— BEGIN Entries shown —

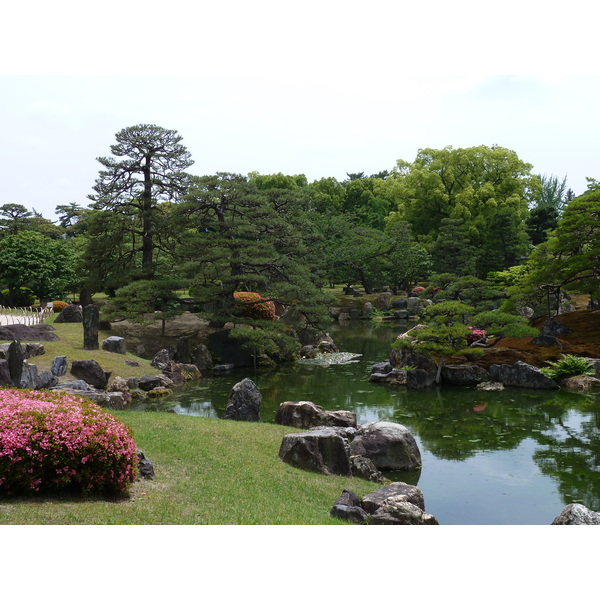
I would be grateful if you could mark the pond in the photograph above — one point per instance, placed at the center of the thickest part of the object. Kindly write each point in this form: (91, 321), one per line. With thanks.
(511, 457)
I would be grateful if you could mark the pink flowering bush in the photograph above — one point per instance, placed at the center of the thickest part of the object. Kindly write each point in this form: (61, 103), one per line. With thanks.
(257, 306)
(53, 442)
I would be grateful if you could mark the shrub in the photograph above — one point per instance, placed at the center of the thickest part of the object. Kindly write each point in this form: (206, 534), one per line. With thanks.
(58, 305)
(21, 297)
(256, 307)
(52, 442)
(568, 366)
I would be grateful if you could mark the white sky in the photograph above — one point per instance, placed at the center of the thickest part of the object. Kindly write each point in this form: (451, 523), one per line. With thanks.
(321, 88)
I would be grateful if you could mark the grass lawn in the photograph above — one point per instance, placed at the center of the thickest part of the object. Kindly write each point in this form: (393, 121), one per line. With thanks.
(208, 471)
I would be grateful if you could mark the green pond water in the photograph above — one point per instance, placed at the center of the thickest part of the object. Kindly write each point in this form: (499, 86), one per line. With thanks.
(512, 457)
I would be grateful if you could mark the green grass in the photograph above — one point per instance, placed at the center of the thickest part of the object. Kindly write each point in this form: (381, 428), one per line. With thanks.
(70, 344)
(208, 471)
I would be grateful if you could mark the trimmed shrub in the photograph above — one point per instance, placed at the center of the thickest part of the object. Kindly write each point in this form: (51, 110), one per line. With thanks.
(568, 366)
(53, 442)
(256, 307)
(21, 297)
(58, 305)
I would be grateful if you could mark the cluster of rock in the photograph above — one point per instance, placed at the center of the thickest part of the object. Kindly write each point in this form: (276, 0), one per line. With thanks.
(400, 308)
(90, 380)
(394, 504)
(417, 371)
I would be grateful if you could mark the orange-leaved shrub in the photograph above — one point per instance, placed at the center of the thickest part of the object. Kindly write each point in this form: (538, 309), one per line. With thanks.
(52, 442)
(256, 307)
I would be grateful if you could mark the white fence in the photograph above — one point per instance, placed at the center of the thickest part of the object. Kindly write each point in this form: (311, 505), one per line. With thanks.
(24, 316)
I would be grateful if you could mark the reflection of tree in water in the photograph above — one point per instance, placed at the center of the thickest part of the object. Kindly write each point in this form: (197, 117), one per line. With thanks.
(572, 455)
(456, 423)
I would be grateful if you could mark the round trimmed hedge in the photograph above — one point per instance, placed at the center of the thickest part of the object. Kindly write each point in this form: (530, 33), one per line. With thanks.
(53, 442)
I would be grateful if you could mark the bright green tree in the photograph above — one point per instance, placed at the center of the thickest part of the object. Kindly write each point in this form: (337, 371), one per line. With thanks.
(30, 259)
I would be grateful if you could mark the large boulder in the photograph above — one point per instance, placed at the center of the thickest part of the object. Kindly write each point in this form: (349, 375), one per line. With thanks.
(553, 327)
(59, 366)
(394, 504)
(244, 402)
(468, 374)
(91, 372)
(405, 492)
(398, 512)
(72, 313)
(114, 343)
(389, 445)
(348, 508)
(522, 375)
(304, 415)
(577, 514)
(319, 450)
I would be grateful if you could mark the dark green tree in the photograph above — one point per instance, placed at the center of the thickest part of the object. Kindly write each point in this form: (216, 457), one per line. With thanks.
(148, 171)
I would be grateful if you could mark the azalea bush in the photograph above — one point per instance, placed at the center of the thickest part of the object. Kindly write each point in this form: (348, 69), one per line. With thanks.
(256, 307)
(52, 442)
(59, 305)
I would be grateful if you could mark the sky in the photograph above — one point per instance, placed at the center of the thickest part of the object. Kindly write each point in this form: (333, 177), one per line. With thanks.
(320, 88)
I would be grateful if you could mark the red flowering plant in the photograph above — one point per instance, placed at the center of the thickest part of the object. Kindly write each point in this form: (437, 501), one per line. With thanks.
(476, 335)
(51, 442)
(256, 307)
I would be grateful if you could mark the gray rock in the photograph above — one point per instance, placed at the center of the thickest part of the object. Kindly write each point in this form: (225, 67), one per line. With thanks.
(73, 313)
(304, 415)
(146, 468)
(383, 367)
(522, 375)
(577, 514)
(318, 450)
(46, 379)
(419, 379)
(115, 344)
(403, 491)
(91, 372)
(464, 374)
(354, 514)
(546, 340)
(28, 376)
(397, 512)
(554, 327)
(490, 386)
(363, 467)
(244, 402)
(59, 366)
(161, 359)
(78, 385)
(388, 445)
(15, 360)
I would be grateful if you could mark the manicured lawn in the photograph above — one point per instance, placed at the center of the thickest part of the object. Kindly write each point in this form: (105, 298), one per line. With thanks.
(208, 471)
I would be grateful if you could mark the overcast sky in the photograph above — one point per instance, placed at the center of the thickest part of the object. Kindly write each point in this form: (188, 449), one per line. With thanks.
(334, 88)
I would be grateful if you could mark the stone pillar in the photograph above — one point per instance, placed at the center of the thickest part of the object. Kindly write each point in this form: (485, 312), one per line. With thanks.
(15, 357)
(91, 317)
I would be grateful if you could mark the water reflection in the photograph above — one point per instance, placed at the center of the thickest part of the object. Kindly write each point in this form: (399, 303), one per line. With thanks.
(490, 457)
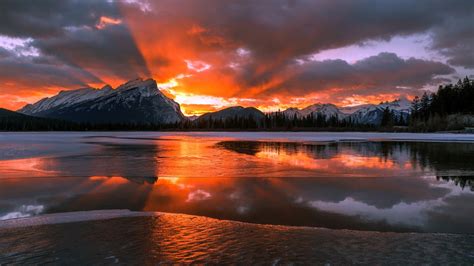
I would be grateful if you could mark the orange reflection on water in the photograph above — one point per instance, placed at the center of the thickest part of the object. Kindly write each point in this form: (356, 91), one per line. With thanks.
(304, 160)
(33, 167)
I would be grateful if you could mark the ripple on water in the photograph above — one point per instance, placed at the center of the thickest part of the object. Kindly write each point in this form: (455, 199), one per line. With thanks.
(183, 238)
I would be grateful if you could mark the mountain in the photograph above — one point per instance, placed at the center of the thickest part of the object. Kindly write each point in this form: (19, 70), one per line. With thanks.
(135, 102)
(327, 109)
(14, 121)
(233, 112)
(372, 114)
(362, 114)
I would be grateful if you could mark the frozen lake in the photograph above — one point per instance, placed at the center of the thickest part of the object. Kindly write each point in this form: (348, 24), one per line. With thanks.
(363, 181)
(274, 182)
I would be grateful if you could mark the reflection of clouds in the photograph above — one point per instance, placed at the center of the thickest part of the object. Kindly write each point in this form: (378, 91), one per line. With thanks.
(198, 195)
(403, 213)
(23, 211)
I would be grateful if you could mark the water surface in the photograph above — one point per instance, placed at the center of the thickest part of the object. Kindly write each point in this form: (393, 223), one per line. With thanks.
(373, 184)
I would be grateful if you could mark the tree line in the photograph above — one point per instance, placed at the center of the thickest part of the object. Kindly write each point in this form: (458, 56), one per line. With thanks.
(450, 108)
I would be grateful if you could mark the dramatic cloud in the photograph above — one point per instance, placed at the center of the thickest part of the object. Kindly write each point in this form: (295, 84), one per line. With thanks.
(383, 73)
(211, 49)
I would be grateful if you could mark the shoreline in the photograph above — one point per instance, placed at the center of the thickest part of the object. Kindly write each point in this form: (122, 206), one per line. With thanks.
(152, 238)
(104, 215)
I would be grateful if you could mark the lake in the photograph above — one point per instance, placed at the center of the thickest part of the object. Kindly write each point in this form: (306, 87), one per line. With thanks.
(356, 181)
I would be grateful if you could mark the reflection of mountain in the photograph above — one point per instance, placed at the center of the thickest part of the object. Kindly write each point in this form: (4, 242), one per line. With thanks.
(462, 181)
(444, 159)
(136, 162)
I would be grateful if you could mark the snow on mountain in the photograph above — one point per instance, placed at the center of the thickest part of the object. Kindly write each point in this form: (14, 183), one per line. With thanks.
(364, 114)
(327, 109)
(372, 114)
(65, 98)
(137, 101)
(235, 111)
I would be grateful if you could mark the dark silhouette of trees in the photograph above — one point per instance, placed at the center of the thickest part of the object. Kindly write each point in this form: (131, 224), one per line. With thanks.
(431, 112)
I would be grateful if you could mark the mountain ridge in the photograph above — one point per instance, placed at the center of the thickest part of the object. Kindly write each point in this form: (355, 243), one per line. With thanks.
(137, 101)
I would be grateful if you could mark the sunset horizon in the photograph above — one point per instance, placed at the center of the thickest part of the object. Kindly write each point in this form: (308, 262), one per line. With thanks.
(206, 66)
(236, 132)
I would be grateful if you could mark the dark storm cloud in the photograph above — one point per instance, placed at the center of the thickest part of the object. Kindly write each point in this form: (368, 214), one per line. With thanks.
(110, 50)
(40, 19)
(70, 31)
(32, 72)
(382, 72)
(455, 40)
(277, 32)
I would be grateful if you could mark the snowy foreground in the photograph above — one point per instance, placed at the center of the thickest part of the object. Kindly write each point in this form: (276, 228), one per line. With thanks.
(177, 238)
(29, 144)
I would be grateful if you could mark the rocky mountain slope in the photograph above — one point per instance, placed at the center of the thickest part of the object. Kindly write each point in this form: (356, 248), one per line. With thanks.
(135, 102)
(363, 114)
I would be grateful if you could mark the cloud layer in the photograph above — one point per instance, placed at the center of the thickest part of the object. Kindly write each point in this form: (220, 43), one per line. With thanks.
(229, 49)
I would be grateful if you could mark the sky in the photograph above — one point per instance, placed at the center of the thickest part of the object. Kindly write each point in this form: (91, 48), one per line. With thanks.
(211, 54)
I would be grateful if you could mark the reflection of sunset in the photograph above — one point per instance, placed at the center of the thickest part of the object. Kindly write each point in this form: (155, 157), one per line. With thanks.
(303, 160)
(30, 166)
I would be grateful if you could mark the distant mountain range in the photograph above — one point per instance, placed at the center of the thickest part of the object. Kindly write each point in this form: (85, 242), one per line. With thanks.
(141, 102)
(10, 120)
(135, 102)
(361, 114)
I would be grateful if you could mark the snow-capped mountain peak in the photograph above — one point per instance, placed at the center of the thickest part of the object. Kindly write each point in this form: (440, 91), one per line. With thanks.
(136, 101)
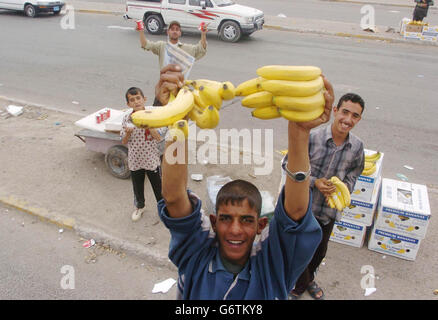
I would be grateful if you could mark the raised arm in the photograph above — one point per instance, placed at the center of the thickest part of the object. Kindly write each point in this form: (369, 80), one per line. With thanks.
(174, 174)
(296, 200)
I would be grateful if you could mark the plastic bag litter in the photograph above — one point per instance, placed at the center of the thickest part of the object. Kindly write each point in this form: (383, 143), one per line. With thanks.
(163, 286)
(14, 110)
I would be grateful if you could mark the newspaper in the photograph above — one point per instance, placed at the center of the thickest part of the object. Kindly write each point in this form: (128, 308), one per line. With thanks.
(174, 55)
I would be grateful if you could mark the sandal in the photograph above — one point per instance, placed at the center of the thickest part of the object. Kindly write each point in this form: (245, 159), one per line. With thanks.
(314, 289)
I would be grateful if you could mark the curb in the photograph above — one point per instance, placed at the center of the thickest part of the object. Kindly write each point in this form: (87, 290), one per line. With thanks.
(351, 35)
(88, 232)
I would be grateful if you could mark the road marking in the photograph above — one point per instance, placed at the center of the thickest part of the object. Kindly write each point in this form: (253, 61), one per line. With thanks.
(120, 27)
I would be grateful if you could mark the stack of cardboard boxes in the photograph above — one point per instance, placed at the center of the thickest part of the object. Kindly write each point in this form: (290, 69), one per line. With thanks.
(359, 216)
(419, 32)
(394, 213)
(402, 219)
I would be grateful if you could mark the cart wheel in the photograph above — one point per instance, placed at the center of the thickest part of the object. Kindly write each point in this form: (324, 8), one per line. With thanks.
(116, 160)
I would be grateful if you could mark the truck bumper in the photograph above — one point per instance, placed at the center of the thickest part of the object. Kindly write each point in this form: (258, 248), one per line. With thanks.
(250, 28)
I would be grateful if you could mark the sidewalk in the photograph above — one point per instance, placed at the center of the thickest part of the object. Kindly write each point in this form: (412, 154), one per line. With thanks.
(296, 24)
(47, 172)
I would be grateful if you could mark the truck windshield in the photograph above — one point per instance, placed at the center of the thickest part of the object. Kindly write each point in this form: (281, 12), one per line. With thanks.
(223, 3)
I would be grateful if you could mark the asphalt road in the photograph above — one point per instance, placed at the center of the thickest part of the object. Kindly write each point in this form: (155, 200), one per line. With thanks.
(38, 262)
(327, 10)
(90, 67)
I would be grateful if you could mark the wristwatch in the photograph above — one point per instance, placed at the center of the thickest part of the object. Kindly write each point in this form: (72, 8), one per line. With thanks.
(298, 176)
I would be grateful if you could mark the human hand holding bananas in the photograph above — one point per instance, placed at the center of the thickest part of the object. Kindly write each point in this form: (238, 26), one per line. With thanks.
(295, 93)
(340, 198)
(199, 100)
(370, 163)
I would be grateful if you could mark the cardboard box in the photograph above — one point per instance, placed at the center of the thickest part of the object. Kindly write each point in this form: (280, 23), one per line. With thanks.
(404, 208)
(361, 212)
(366, 186)
(393, 244)
(414, 28)
(428, 38)
(349, 234)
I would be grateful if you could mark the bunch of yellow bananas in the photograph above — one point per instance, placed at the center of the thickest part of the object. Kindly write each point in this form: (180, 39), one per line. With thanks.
(341, 198)
(198, 99)
(208, 95)
(292, 92)
(370, 163)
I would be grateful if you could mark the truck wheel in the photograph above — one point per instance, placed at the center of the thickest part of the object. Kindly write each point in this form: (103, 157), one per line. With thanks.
(230, 32)
(116, 160)
(30, 11)
(154, 24)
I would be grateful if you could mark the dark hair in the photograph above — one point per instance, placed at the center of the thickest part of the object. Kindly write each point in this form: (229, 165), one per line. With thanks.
(353, 97)
(237, 191)
(132, 92)
(172, 23)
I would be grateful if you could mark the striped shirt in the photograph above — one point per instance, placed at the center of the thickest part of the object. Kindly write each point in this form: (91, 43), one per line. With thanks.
(326, 160)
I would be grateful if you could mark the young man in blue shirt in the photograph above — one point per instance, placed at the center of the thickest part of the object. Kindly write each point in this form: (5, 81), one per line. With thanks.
(216, 256)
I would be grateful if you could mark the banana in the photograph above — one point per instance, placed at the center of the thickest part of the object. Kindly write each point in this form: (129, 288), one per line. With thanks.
(265, 113)
(249, 86)
(205, 119)
(368, 172)
(331, 202)
(293, 88)
(337, 202)
(373, 157)
(343, 189)
(294, 73)
(210, 96)
(198, 100)
(299, 116)
(227, 90)
(257, 99)
(167, 115)
(179, 127)
(300, 103)
(216, 85)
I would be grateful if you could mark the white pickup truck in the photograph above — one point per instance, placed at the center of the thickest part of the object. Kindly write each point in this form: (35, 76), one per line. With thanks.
(32, 7)
(231, 20)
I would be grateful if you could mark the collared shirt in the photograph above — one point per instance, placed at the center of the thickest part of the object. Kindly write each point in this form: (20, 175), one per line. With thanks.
(326, 160)
(275, 263)
(158, 47)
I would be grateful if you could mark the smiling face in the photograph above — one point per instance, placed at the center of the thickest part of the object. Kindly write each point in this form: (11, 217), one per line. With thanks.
(136, 101)
(236, 227)
(346, 117)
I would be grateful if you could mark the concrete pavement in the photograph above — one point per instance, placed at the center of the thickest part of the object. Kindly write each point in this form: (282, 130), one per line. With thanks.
(49, 173)
(295, 24)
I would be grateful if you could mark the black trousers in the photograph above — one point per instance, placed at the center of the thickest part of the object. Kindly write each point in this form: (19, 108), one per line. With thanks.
(308, 274)
(138, 178)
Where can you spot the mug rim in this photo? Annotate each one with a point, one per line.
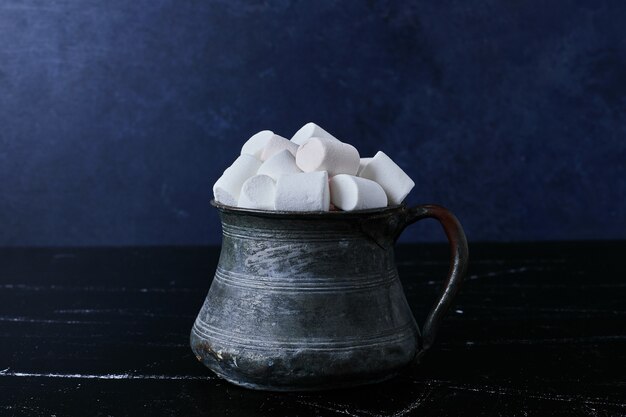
(322, 214)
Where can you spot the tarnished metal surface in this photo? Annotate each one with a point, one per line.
(305, 301)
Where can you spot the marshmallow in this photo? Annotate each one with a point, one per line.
(257, 193)
(348, 192)
(227, 188)
(396, 183)
(307, 191)
(362, 164)
(276, 144)
(310, 130)
(280, 164)
(254, 146)
(321, 154)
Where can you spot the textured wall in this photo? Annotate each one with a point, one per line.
(117, 116)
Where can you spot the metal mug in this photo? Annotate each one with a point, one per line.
(312, 300)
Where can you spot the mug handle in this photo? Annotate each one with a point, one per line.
(459, 257)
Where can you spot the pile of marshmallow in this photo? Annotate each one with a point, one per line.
(314, 171)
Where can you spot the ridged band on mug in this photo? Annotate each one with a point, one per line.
(229, 338)
(363, 282)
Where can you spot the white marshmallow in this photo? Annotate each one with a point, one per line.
(321, 154)
(348, 192)
(254, 146)
(280, 164)
(276, 144)
(310, 130)
(396, 183)
(307, 191)
(227, 188)
(362, 164)
(257, 193)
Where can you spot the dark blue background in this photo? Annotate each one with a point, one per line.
(116, 117)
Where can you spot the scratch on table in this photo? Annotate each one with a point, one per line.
(49, 321)
(54, 287)
(121, 312)
(8, 373)
(414, 405)
(336, 408)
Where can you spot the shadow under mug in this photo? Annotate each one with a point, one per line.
(312, 300)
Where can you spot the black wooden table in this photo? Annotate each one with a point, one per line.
(539, 329)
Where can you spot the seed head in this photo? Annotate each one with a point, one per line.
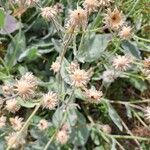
(12, 105)
(43, 124)
(93, 95)
(122, 63)
(16, 123)
(114, 19)
(50, 100)
(2, 121)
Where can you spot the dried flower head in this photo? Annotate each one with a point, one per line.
(56, 66)
(12, 105)
(122, 63)
(90, 5)
(146, 63)
(78, 18)
(2, 121)
(25, 89)
(147, 114)
(93, 95)
(106, 129)
(16, 123)
(109, 76)
(43, 124)
(31, 2)
(59, 7)
(73, 66)
(79, 78)
(104, 2)
(125, 32)
(49, 13)
(50, 100)
(30, 78)
(62, 137)
(6, 90)
(14, 141)
(114, 19)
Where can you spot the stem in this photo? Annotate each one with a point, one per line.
(27, 122)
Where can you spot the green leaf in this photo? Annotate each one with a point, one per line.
(93, 47)
(130, 47)
(80, 132)
(138, 84)
(114, 116)
(2, 18)
(26, 104)
(15, 48)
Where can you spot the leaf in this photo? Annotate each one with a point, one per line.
(11, 25)
(93, 47)
(2, 18)
(64, 72)
(131, 48)
(80, 132)
(138, 84)
(114, 116)
(26, 104)
(15, 48)
(30, 54)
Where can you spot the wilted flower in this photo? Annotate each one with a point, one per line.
(147, 113)
(14, 141)
(122, 63)
(146, 63)
(77, 18)
(30, 78)
(16, 123)
(109, 76)
(59, 7)
(12, 105)
(90, 5)
(125, 32)
(2, 121)
(6, 90)
(106, 129)
(114, 19)
(56, 66)
(43, 124)
(104, 2)
(93, 95)
(49, 13)
(62, 137)
(72, 67)
(79, 78)
(31, 2)
(50, 100)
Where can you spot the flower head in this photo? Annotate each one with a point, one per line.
(104, 2)
(14, 141)
(93, 95)
(43, 124)
(77, 18)
(16, 123)
(50, 100)
(125, 32)
(147, 113)
(56, 66)
(90, 5)
(2, 121)
(79, 78)
(109, 76)
(12, 105)
(62, 137)
(114, 19)
(122, 63)
(48, 13)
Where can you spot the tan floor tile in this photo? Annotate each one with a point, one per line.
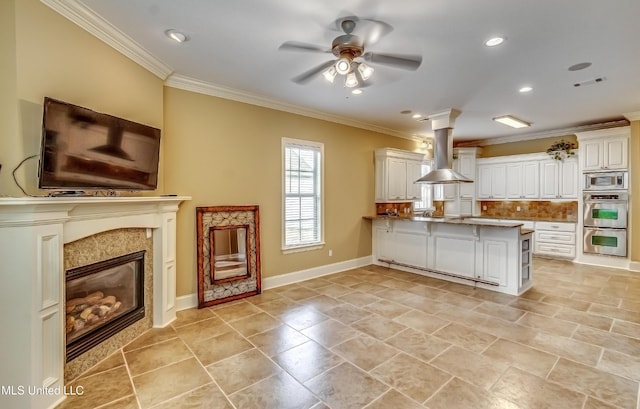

— END Entries shown —

Could you give the listing again, starting at the line containing "Where can you spot the wilted" and ending at the end of the listing, with "spot" swapped for "locate" and everything else unchanged? Leave the pictures out of your answer.

- _Solved exercise_:
Where can you locate the wilted flower in this photo? Annotate each one with a point, one per line.
(147, 113)
(14, 141)
(122, 63)
(146, 63)
(77, 18)
(30, 78)
(16, 123)
(109, 76)
(59, 7)
(12, 105)
(90, 5)
(125, 32)
(2, 121)
(6, 90)
(106, 129)
(114, 19)
(56, 66)
(43, 124)
(104, 2)
(93, 95)
(49, 13)
(62, 137)
(72, 67)
(79, 78)
(31, 2)
(50, 100)
Where can you locate the flower head in this photo? Annotate each one with a point, one per line.
(104, 2)
(14, 141)
(93, 95)
(43, 124)
(77, 18)
(16, 123)
(50, 100)
(125, 32)
(147, 113)
(56, 66)
(90, 5)
(2, 121)
(79, 78)
(109, 76)
(12, 105)
(62, 137)
(114, 19)
(122, 63)
(48, 13)
Where can you locate the tan floor tile in this photo? Annotate each one with a point, one per line.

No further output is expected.